-- Set problem --
Rewrite the lines starting at the line that contains "Please examine the trail-camera image above and box every small" and ending at the line that contains "[29,147,93,195]", changing "ornamental" to "decorative" and leaving everything else unchanged. Return only those lines.

-- Record excerpts --
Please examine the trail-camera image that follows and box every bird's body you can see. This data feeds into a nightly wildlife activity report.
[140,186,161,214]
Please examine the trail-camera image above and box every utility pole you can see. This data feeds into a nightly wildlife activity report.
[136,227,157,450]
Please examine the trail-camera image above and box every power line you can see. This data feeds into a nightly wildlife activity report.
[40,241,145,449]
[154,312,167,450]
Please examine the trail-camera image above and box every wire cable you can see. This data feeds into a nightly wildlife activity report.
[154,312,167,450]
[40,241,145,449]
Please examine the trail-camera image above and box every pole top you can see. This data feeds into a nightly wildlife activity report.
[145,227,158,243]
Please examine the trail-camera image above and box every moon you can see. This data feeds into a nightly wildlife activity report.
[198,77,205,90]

* * *

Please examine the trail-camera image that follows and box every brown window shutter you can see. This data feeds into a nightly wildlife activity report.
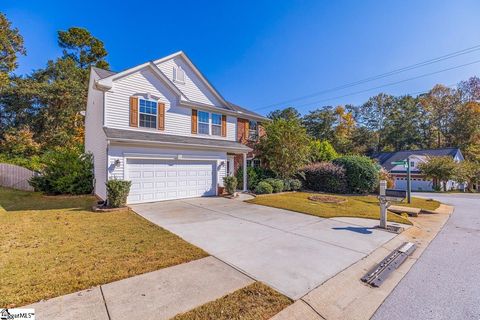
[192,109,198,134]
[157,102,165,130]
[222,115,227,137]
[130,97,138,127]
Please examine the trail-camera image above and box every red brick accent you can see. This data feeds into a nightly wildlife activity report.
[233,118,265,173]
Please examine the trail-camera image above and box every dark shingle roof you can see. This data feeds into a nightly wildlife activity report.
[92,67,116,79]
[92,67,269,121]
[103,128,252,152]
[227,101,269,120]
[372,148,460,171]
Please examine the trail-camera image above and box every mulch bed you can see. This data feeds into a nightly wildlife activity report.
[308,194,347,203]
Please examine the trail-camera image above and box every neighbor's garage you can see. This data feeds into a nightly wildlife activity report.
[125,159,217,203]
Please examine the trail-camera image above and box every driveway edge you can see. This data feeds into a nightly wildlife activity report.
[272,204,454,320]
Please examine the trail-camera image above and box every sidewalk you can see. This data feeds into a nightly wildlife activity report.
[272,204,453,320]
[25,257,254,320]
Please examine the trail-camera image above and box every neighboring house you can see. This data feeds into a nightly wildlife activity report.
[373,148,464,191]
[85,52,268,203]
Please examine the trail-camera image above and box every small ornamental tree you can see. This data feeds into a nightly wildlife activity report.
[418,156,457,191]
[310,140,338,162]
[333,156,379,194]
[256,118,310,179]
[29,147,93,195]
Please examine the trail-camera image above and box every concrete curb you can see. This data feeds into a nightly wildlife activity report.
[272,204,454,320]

--

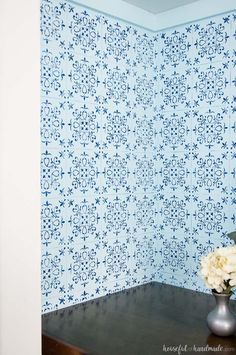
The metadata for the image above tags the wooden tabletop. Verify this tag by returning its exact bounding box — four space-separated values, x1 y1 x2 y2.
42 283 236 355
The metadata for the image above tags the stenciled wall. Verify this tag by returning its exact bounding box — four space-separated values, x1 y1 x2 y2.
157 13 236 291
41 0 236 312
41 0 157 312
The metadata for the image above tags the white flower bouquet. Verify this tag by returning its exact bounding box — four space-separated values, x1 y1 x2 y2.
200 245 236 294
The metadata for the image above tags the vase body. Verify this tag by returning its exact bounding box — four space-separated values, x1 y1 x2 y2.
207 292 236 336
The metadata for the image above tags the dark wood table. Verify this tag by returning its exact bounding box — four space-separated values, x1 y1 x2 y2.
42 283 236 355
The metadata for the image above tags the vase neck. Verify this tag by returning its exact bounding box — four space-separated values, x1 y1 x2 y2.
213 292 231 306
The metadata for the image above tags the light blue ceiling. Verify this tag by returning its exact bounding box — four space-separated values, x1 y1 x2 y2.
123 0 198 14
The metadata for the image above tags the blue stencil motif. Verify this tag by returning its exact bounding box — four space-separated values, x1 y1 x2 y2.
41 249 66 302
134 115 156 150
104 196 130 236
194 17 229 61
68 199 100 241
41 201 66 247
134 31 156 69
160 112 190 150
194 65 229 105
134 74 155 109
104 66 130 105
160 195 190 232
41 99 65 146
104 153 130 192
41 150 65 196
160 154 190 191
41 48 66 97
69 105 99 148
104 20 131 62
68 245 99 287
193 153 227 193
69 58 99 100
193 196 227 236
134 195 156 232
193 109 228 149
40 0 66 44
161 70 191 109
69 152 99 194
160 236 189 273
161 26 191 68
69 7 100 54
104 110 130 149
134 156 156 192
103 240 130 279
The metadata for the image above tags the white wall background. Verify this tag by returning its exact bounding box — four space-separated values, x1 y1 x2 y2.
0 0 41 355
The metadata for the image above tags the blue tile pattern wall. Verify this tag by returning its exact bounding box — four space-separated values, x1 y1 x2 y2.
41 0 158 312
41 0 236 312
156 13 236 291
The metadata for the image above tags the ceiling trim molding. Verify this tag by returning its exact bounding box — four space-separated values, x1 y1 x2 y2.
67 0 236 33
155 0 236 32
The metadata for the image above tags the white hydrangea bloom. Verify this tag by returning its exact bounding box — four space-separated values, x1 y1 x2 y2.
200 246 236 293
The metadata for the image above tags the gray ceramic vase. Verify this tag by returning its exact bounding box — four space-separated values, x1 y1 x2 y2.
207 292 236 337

-- Exercise answer --
Please examine the trail-camera image above and box every small decorative tree you can see. This data feeds into a nightly wildlife activity report.
[418,156,457,191]
[310,140,338,162]
[333,156,379,194]
[256,118,310,179]
[29,147,93,195]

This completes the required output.